> 本文

備忘録やめた

備忘録として使用していたけどやめた.このブログに載せてあるコードのライセンスは別途記載がない限りWTFPL OR NYSLです.

Rustの変数と定数

数日前に久しぶりに記事を書いたけど,あれを書くだけで午前中全部使った気がする.毎日ブログを書いたりQiitaに沢山投稿する人はすごい(小並感).

その数日前の記事でC++でOSを作成中という事を書いたが,なんかの拍子でRustに目を向けた.Rustはmutをつけなければ基本的に変数は不変らしいが,他にも様々良さそうな機能があり,急にRustでOSを書き換えたくなった.My C++ OSなんて名前つけるべきじゃなかった.

で,早速Rustの日本語版チュートリアルを進めることにしたが,どうもRustには不変変数以外に定数も存在するらしい.そもそも不変変数ってなんだい.矛盾じゃねえか.

そんなわけで早速混乱することになったので,調べた結果をまとめてみる.

const

  • 正式名称はconstant item.ただしconstant valueとも称されるらしい.
  • メモリの特定のアドレスに結び付けられるわけではない.
  • 実質的にはその定数が使用される場所にインライン化される. つまりCやC++#define文で定義したマクロみたいなもの.CやC++プリプロセッサがマクロを値で置換するが.

> 渡されたデータ
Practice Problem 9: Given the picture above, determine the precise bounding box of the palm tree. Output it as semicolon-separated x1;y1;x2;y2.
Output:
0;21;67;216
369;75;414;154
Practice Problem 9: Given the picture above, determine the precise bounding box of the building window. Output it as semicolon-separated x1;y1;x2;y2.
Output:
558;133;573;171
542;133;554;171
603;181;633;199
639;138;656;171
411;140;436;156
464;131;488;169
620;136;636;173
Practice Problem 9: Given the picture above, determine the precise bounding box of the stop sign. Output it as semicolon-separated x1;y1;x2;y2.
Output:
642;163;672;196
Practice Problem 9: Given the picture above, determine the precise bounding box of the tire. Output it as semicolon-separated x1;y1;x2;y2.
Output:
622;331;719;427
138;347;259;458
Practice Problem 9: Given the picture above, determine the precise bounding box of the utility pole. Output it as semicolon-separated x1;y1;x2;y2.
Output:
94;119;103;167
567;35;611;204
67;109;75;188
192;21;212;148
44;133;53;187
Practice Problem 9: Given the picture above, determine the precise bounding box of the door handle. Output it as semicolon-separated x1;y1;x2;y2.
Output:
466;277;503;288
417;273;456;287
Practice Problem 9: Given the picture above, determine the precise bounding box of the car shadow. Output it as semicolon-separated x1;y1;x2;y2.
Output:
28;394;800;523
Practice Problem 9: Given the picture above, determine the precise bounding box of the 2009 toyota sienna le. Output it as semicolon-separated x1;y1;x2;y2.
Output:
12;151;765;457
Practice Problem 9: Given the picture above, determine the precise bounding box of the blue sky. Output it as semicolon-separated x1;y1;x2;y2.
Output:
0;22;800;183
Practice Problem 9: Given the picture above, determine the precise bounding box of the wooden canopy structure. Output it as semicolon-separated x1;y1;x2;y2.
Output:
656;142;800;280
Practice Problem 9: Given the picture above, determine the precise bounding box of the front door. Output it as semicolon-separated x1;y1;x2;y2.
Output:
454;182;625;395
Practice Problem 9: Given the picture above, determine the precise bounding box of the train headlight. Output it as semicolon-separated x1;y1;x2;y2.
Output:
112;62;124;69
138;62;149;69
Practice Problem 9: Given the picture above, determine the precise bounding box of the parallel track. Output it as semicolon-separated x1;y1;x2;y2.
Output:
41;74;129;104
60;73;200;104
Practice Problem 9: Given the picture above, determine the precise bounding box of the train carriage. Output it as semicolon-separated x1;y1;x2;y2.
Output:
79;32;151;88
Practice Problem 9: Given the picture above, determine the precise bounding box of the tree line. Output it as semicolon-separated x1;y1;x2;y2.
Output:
...
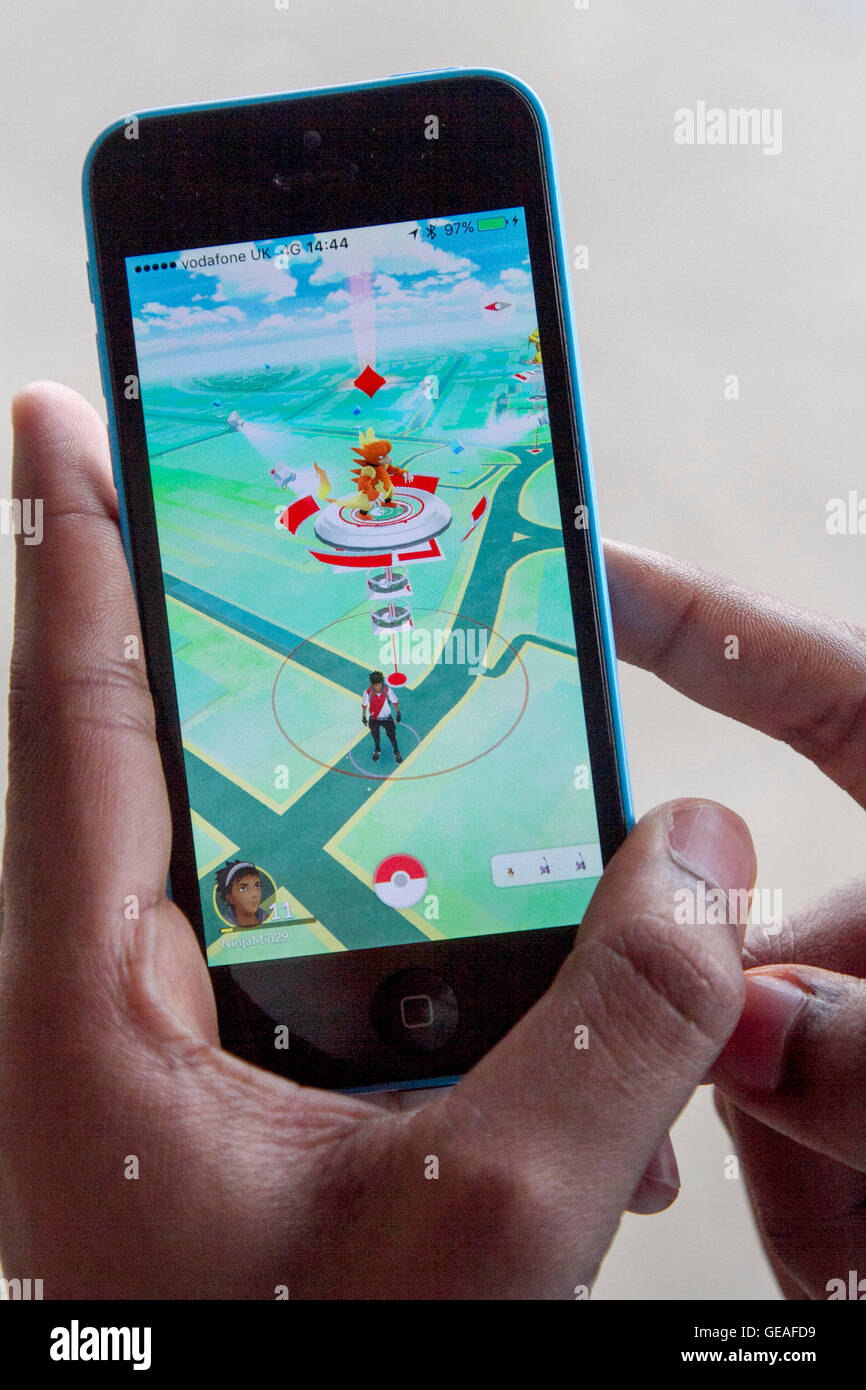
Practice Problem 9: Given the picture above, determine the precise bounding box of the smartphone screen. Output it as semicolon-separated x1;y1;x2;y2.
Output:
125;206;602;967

> 課題の条件
1 > 本文の「数日前に久しぶりに記事を書い」から「正式名称はconstant item.ただしconstant valueとも称されるらしい.」までを、両端も含めてそのまま打ち直してください。
2 > データの行のうち、「tire. Output it as semicolon-separated x1;y1;x2;y2.」がある行から「138;347;259;458」がある行までを、両端の行も含めて、指示の文も残したままもう一度書いてください。答えの座標の数字はすべて0.8倍して四捨五入で整数にし（0.5は切り上げ）、この範囲の行だけを出してください。

> 課題の答え
1 >
数日前に久しぶりに記事を書いたけど,あれを書くだけで午前中全部使った気がする.毎日ブログを書いたりQiitaに沢山投稿する人はすごい(小並感).

その数日前の記事でC++でOSを作成中という事を書いたが,なんかの拍子でRustに目を向けた.Rustはmutをつけなければ基本的に変数は不変らしいが,他にも様々良さそうな機能があり,急にRustでOSを書き換えたくなった.My C++ OSなんて名前つけるべきじゃなかった.

で,早速Rustの日本語版チュートリアルを進めることにしたが,どうもRustには不変変数以外に定数も存在するらしい.そもそも不変変数ってなんだい.矛盾じゃねえか.

そんなわけで早速混乱することになったので,調べた結果をまとめてみる.

const

  • 正式名称はconstant item.ただしconstant valueとも称されるらしい.

2 >
Practice Problem 9: Given the picture above, determine the precise bounding box of the tire. Output it as semicolon-separated x1;y1;x2;y2.
Output:
498;265;575;342
110;278;207;366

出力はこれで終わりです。